*WHAT NEEDS TO BE DONE*
Take the material below and retype it in full; pictures are left out.

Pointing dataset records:

○ ○ ○ ○ ○

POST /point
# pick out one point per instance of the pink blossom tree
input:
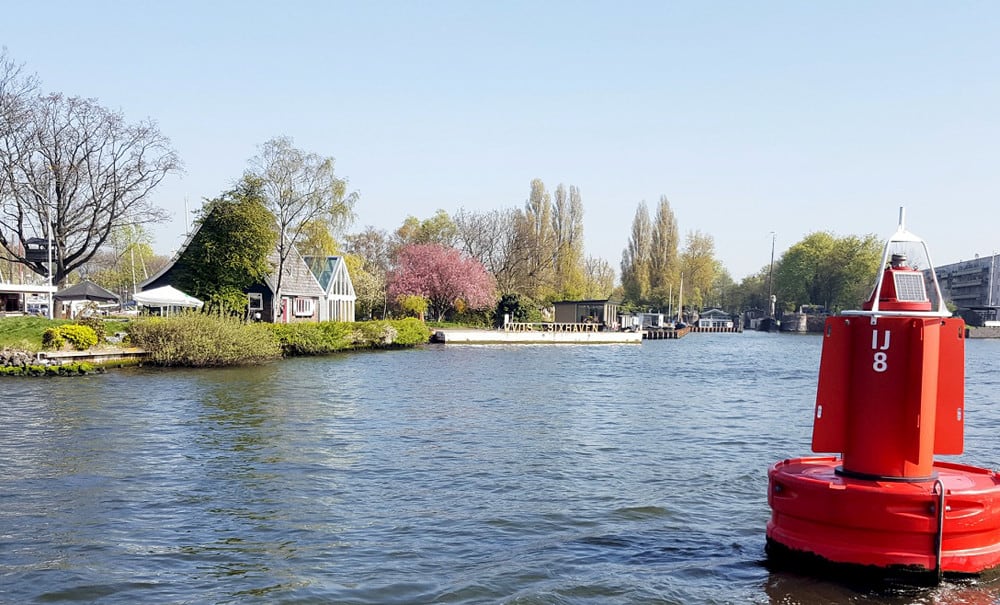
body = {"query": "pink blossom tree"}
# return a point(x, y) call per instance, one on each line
point(443, 276)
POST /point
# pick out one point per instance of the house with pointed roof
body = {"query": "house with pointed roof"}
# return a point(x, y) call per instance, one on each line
point(339, 297)
point(73, 298)
point(301, 294)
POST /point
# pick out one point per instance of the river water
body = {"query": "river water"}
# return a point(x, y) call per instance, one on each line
point(443, 474)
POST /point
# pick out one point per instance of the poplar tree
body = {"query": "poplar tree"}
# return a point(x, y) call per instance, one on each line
point(636, 258)
point(567, 228)
point(534, 225)
point(663, 264)
point(698, 268)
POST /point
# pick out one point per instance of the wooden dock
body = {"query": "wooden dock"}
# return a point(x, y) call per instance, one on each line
point(733, 330)
point(493, 337)
point(665, 333)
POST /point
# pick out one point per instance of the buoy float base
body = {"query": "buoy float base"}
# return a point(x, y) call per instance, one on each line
point(822, 516)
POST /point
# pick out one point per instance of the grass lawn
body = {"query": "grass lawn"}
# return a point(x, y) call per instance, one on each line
point(25, 333)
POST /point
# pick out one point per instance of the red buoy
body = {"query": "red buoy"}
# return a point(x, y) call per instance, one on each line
point(890, 396)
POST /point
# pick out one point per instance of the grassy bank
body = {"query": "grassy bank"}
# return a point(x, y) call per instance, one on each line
point(200, 340)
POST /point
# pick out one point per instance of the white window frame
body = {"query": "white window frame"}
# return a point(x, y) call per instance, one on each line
point(259, 298)
point(303, 307)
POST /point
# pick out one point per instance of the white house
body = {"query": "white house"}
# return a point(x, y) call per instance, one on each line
point(715, 318)
point(339, 299)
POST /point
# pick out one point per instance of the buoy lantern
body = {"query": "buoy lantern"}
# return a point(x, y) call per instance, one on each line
point(890, 396)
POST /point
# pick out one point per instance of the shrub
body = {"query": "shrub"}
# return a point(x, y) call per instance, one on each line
point(313, 338)
point(94, 322)
point(81, 337)
point(198, 340)
point(332, 336)
point(52, 338)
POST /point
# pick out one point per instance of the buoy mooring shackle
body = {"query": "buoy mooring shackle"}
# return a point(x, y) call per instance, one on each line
point(890, 396)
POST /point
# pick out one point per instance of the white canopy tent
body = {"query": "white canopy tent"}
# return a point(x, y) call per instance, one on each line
point(167, 297)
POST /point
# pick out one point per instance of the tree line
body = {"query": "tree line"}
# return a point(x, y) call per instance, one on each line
point(80, 175)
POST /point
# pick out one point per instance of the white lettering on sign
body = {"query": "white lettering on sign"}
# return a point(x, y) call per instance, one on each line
point(881, 363)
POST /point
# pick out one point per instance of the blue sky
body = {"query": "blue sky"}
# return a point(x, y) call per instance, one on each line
point(751, 117)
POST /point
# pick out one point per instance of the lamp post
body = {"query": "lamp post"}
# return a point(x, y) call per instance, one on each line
point(48, 250)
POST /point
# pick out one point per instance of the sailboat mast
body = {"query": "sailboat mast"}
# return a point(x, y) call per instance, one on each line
point(770, 275)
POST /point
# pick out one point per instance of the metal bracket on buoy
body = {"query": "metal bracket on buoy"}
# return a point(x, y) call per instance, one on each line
point(938, 489)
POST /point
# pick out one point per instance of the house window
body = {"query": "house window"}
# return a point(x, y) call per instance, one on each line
point(303, 307)
point(256, 301)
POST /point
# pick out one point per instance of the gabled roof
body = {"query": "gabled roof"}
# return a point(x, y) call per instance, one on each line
point(85, 290)
point(296, 281)
point(714, 313)
point(332, 275)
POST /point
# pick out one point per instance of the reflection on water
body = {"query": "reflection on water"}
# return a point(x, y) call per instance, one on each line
point(439, 475)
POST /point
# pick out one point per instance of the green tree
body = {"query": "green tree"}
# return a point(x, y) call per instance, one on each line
point(299, 188)
point(230, 251)
point(664, 267)
point(534, 228)
point(636, 260)
point(599, 278)
point(698, 268)
point(369, 281)
point(72, 172)
point(823, 269)
point(567, 229)
point(317, 240)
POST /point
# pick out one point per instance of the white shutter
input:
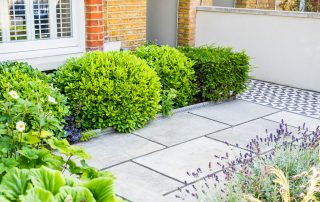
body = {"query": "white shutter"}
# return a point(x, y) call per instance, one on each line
point(22, 20)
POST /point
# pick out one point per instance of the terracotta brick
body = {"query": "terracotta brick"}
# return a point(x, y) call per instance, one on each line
point(94, 25)
point(186, 20)
point(125, 20)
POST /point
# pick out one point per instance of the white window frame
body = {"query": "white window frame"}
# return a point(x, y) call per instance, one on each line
point(32, 49)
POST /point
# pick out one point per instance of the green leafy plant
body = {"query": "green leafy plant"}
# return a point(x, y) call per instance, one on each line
point(113, 89)
point(27, 138)
point(33, 92)
point(175, 72)
point(88, 135)
point(167, 100)
point(44, 184)
point(221, 72)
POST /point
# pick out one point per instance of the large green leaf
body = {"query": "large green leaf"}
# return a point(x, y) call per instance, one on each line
point(3, 199)
point(74, 194)
point(15, 183)
point(37, 194)
point(102, 189)
point(50, 180)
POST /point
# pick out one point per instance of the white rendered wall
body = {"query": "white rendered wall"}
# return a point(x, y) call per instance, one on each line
point(162, 21)
point(285, 47)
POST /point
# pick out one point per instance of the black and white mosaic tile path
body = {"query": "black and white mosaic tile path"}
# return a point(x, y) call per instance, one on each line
point(286, 98)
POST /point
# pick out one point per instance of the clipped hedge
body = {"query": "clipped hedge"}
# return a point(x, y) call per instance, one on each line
point(114, 89)
point(221, 72)
point(32, 85)
point(174, 69)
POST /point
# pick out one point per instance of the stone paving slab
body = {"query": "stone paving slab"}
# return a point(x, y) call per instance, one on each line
point(111, 149)
point(137, 183)
point(295, 119)
point(179, 128)
point(234, 112)
point(241, 135)
point(200, 191)
point(176, 161)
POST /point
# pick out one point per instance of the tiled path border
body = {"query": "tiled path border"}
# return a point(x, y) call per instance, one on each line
point(152, 162)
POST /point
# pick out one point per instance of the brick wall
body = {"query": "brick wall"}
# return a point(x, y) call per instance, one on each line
point(260, 4)
point(94, 25)
point(187, 20)
point(125, 20)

○ ○ ○ ○ ○

*ANSWER IN FULL*
POST /point
# pick out one point per instance of the pink blossom tree
input:
body = {"query": "pink blossom tree"}
# return a point(x, y) call per instance, one on each line
point(443, 276)
POST /point
# pick out one point per instance of the house with pointed roof
body = {"query": "house with pointed roof"}
# return a point(x, y) call per instance, one on each line
point(339, 297)
point(73, 298)
point(301, 294)
POST /point
# pick out one point per instance of the river water
body = {"query": "river water"}
# return a point(x, y) call per instance, one on each line
point(443, 474)
POST /point
# pick out one point per instance of the poplar tree
body = {"query": "poplar tree"}
# return a point(x, y) call per instance, one on each line
point(636, 258)
point(567, 228)
point(534, 225)
point(663, 264)
point(698, 268)
POST /point
# pick out one point per instance of the wooden dock
body = {"query": "wooden dock"}
# return a point(x, y) call per instance, one on each line
point(733, 330)
point(493, 337)
point(665, 333)
POST /point
# pick out one point per instance of the buoy float base
body = {"query": "buoy float base"}
# return a point(x, y) call per instance, one on each line
point(822, 516)
POST /point
# pick out one point per instance of the grass lawn
body = {"query": "grass lawn"}
# return a point(x, y) call per instance, one on each line
point(25, 333)
POST /point
# pick out one point per instance of the red buoy
body = {"query": "red buoy"}
# return a point(x, y) call per instance, one on each line
point(890, 396)
POST /point
# pick out one point per instance of the grassy bank
body = {"query": "grassy bank"}
# return a point(x, y) call per instance, one on each line
point(200, 340)
POST /point
# pick out one point per instance of the white window frame
body = {"query": "white window frame"}
# return a point(x, y) call per instance, one on each line
point(259, 298)
point(303, 307)
POST /point
# pick out one point per instance of the white house
body = {"query": "white house"}
# return a point(x, y) call per instance, one on each line
point(715, 318)
point(339, 299)
POST /point
# pick out one point per instance of the buoy lantern
body = {"query": "buoy lantern"}
# return a point(x, y) call per instance, one on each line
point(890, 396)
POST /point
# pick out one point per instance of the shrub
body = {"query": "shrub"}
# return a point(x, y) call per instance, one on each line
point(313, 338)
point(94, 322)
point(81, 337)
point(198, 340)
point(332, 336)
point(52, 338)
POST /point
# pick out one point per instance of the buoy mooring shackle
body = {"query": "buoy mooring shackle"}
# return a point(x, y) call per instance, one on each line
point(890, 396)
POST /point
# pick out one point per instance of the white canopy tent
body = {"query": "white canopy tent"}
# return a point(x, y) call per instance, one on each line
point(167, 297)
POST /point
# pick out one point per instance of the tree line
body = {"query": "tree line"}
# return a point(x, y) call per instance, one on each line
point(80, 175)
POST /point
# pick out one point per instance of the white lettering on sign
body = {"query": "white lettering on sign"}
# return a point(x, y) call per instance, one on each line
point(881, 363)
POST /point
# pick out one point per instance of the blue sky
body = {"query": "blue sky"}
# return a point(x, y) call per instance, one on each line
point(751, 117)
POST /point
# pick out one point per instance of the lamp post
body = {"query": "lamp post"}
# return a point(x, y) call per instance, one on each line
point(48, 250)
POST /point
# pick out one point per instance of the sailboat mast
body = {"query": "sailboat mast"}
# return a point(x, y) call per instance, one on each line
point(770, 275)
POST /point
# pick out one point per instance of the metal bracket on buoy
body = {"query": "metal bracket on buoy"}
# return a point(x, y) call per instance, one on each line
point(938, 489)
POST /point
# pick out one point per instance of the house window
body = {"query": "house window"}
# return a point(x, y) call per instance, one on each line
point(303, 307)
point(256, 301)
POST /point
# pick out one point per instance of the gabled roof
body = {"query": "gabled roof"}
# return a point(x, y) call per instance, one on each line
point(85, 290)
point(296, 281)
point(714, 313)
point(332, 275)
POST /point
# pick out one point per instance of the reflection on water
body = {"query": "reflection on water"}
# return a point(x, y) call per instance, one on each line
point(439, 475)
POST /point
# pick out one point per instance of the green tree
body = {"query": "green tree"}
# return a point(x, y) call per instance, one on each line
point(299, 188)
point(230, 251)
point(664, 267)
point(534, 228)
point(636, 260)
point(599, 278)
point(698, 268)
point(369, 281)
point(72, 172)
point(823, 269)
point(567, 229)
point(317, 240)
POST /point
# pick out one point per instance of the white shutter
input:
body = {"query": "white shutter"}
# return a point(x, y) call per instance, one on each line
point(22, 20)
POST /point
# pick out one point per instance of the terracotta brick
body = {"query": "terracotta brick"}
# return a point(x, y) call per instance, one on each line
point(94, 25)
point(186, 20)
point(125, 20)
POST /point
# pick out one point per instance of the white window frame
body = {"query": "white window frame"}
# return a point(x, y) call per instance, one on each line
point(32, 49)
POST /point
# pick out one point per instance of the green leafy plant
body = {"query": "green leafy plant"}
# return a point(x, y) call per instance, one on each line
point(113, 89)
point(27, 138)
point(33, 92)
point(175, 72)
point(88, 135)
point(167, 100)
point(44, 184)
point(221, 72)
POST /point
# pick out one point per instance of the large green leaf
body = {"query": "large green leaf"}
# return a point(x, y) call per instance, one on each line
point(3, 199)
point(74, 194)
point(15, 183)
point(37, 194)
point(102, 189)
point(50, 180)
POST /point
# pick out one point per instance of the white rendered wall
body = {"query": "white rendered wall"}
# return a point(x, y) call per instance, one on each line
point(162, 21)
point(285, 47)
POST /point
# pick out one point per instance of the black and white mosaic tile path
body = {"query": "black and white mosaic tile path"}
# return a point(x, y) call per instance, one on each line
point(286, 98)
POST /point
# pick out one point per instance of the clipped hedge
body = {"query": "clipped hedge"}
# return a point(x, y) call per instance, one on each line
point(114, 89)
point(221, 72)
point(32, 85)
point(174, 69)
POST /point
# pick out one point per instance of the stone paving slab
body = {"query": "stone paving slab"}
# return a point(x, y) call per instance, one on each line
point(111, 149)
point(137, 183)
point(295, 119)
point(179, 128)
point(234, 112)
point(241, 135)
point(200, 191)
point(176, 161)
POST /point
# pick out one point per instance of the tiled path border
body = {"query": "tiled path border"}
# return a point(x, y) call per instance, one on each line
point(152, 162)
POST /point
# pick out one point per instance of the brick wall
body = {"query": "brick wall"}
# return a point(x, y) call per instance, one on each line
point(260, 4)
point(94, 25)
point(187, 20)
point(125, 20)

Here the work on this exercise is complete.